▸ **What to work on**:
From the records beneath, determine how many lines contain "long" and report only that figure.

▸ **Available data**:
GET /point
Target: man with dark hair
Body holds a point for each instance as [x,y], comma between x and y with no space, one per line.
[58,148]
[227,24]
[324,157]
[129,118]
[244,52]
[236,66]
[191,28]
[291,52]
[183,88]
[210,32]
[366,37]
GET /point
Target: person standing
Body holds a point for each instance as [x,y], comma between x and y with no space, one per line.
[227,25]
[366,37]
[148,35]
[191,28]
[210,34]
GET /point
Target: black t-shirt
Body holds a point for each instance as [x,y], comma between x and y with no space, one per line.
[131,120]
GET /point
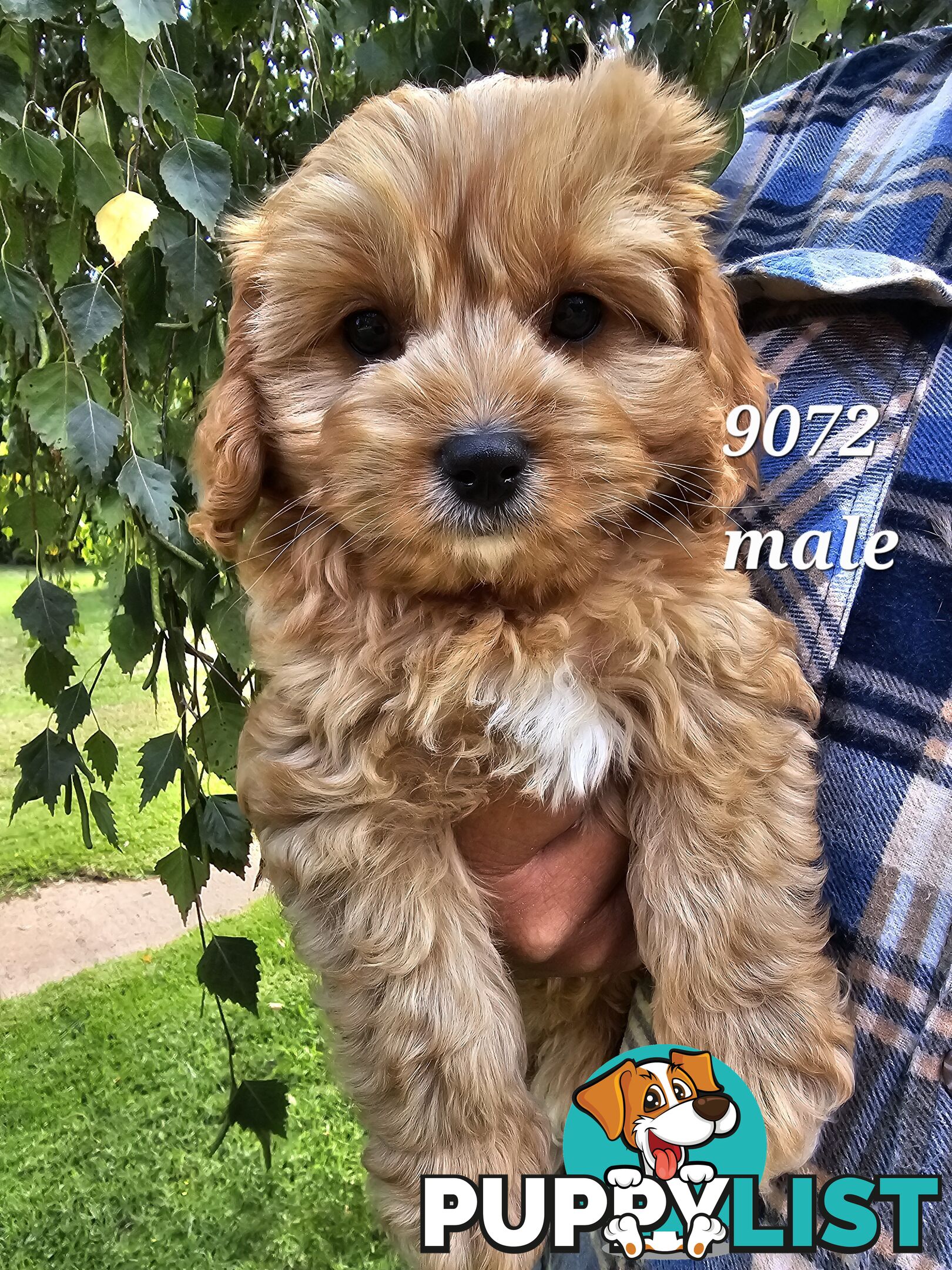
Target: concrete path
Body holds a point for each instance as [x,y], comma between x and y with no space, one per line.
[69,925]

* * *

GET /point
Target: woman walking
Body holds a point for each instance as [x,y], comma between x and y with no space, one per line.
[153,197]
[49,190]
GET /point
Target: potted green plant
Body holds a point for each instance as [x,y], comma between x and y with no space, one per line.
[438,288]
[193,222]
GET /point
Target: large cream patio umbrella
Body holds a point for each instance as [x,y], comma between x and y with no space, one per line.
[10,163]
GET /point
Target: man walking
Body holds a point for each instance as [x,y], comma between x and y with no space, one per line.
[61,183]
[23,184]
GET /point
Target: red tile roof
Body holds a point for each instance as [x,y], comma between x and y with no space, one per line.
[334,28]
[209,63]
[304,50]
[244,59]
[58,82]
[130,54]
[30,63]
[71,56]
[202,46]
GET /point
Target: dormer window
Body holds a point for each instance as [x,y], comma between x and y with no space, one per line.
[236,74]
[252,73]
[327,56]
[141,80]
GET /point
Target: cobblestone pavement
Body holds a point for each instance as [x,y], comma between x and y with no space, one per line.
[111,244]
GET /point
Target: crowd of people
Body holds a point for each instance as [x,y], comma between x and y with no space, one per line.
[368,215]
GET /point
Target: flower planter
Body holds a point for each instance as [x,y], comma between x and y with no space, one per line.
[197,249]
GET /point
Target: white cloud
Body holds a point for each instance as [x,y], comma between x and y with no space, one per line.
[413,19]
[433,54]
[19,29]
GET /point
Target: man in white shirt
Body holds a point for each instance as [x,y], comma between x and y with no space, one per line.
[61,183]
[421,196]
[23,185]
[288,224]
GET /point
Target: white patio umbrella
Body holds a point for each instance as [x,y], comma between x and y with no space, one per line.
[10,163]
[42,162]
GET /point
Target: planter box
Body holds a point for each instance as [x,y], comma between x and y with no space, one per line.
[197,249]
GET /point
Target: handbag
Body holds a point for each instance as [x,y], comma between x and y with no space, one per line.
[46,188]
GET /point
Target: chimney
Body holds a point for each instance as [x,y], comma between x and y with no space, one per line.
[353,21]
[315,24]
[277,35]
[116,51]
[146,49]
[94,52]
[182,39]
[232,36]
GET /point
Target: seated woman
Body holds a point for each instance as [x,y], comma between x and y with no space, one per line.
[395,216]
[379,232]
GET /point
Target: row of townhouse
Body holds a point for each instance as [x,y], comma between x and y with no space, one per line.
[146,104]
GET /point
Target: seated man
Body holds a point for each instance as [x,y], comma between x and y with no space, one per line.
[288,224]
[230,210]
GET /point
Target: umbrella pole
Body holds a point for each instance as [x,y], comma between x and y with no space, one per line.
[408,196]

---

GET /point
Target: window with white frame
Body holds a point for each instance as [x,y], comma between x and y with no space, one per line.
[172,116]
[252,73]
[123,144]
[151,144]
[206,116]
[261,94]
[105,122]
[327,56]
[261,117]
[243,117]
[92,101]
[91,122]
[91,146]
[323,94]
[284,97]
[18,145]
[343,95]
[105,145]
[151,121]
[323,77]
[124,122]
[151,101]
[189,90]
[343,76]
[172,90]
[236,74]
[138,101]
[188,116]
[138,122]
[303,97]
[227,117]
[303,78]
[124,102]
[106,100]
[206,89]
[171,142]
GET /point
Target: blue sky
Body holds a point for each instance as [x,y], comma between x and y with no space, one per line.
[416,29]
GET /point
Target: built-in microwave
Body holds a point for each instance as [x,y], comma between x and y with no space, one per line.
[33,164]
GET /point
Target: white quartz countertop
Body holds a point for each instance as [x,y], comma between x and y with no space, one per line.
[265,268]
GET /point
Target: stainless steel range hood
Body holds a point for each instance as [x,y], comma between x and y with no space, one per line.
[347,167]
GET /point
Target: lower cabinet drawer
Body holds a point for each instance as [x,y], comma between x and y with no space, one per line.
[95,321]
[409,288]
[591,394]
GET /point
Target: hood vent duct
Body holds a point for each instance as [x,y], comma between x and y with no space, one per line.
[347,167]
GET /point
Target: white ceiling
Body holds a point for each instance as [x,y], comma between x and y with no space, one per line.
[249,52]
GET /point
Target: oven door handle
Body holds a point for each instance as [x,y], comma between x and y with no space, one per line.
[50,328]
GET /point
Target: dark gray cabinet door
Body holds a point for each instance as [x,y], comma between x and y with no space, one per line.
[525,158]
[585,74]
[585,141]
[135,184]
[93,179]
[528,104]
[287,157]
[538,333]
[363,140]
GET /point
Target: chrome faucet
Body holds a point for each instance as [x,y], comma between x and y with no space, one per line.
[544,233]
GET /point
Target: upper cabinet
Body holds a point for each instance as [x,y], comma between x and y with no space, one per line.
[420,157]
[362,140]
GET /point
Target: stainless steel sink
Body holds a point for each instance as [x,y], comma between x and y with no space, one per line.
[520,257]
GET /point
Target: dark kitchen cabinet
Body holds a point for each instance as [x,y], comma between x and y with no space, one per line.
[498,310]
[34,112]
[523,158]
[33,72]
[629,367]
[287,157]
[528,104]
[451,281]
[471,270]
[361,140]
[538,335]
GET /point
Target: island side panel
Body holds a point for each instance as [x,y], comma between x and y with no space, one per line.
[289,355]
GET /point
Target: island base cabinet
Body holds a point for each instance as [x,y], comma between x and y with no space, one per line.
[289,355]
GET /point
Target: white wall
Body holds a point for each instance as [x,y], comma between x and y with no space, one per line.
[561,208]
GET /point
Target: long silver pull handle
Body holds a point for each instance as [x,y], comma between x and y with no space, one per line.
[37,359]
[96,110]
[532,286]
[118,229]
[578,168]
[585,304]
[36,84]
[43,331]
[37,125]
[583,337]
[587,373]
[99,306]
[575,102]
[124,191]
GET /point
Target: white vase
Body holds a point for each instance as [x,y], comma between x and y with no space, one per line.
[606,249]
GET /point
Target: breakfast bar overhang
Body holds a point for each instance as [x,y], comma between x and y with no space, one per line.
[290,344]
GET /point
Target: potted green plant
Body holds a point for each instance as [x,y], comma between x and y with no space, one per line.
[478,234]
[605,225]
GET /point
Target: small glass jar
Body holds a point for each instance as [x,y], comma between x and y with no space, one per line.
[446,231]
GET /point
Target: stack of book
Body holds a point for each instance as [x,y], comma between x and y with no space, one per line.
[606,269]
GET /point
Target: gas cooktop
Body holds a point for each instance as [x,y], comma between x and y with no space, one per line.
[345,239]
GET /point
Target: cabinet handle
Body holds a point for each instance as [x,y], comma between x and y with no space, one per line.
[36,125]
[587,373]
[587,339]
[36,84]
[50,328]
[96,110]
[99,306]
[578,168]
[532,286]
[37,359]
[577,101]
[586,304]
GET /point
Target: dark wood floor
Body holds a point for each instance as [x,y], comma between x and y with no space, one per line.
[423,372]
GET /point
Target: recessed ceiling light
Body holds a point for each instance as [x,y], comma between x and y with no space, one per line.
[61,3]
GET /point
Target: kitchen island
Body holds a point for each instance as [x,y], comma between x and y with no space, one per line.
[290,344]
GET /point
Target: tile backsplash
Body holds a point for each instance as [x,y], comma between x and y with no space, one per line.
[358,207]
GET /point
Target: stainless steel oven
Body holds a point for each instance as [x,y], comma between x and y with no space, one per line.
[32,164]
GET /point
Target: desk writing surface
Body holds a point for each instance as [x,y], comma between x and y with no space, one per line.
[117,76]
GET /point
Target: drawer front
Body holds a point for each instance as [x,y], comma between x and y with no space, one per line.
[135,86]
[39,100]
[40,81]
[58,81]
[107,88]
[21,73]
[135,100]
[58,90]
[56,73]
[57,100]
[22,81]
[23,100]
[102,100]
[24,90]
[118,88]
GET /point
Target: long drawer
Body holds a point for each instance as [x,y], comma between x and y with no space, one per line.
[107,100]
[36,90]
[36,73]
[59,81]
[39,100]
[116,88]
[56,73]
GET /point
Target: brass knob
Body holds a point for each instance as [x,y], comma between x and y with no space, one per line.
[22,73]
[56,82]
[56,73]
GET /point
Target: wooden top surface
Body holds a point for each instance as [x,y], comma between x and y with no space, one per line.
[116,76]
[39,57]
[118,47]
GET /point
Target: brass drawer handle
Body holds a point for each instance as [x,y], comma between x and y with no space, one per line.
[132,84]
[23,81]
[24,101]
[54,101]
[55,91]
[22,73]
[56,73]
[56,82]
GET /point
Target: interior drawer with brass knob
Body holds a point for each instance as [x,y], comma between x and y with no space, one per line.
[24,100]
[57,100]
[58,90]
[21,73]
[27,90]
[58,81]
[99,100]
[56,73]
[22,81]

▸ **Response**:
2